What the exercise asks -
Without including the pictures, copy out every line below.

The input -
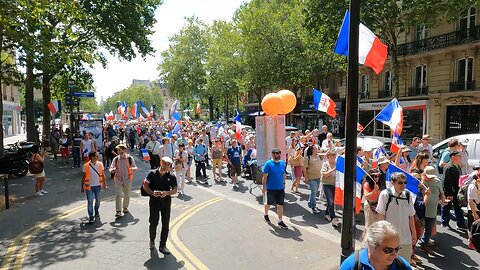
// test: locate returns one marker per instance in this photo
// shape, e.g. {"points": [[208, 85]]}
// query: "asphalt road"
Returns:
{"points": [[212, 227]]}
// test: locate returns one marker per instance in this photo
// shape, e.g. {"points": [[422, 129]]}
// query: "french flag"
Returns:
{"points": [[238, 127], [371, 51], [412, 182], [55, 106], [397, 143], [339, 184], [145, 154], [392, 116], [324, 103]]}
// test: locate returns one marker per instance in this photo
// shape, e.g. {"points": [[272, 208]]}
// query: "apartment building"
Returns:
{"points": [[439, 81]]}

Exercise response -
// test: locate returns one marker per instance in this photo
// shape, e.g. {"points": [[208, 85]]}
// query: "asphalt road"
Returns:
{"points": [[212, 227]]}
// test: locate returns one marker per instance in this photo
// shape, e.g. {"points": [[422, 129]]}
// query: "french flag"
Returns:
{"points": [[238, 127], [371, 51], [412, 182], [55, 106], [397, 143], [339, 184], [145, 154], [392, 116], [324, 103]]}
// test: locate returns one marker per instance in this photo
// shape, e.g. {"points": [[272, 208]]}
// query: "apartment building"
Returns:
{"points": [[439, 81]]}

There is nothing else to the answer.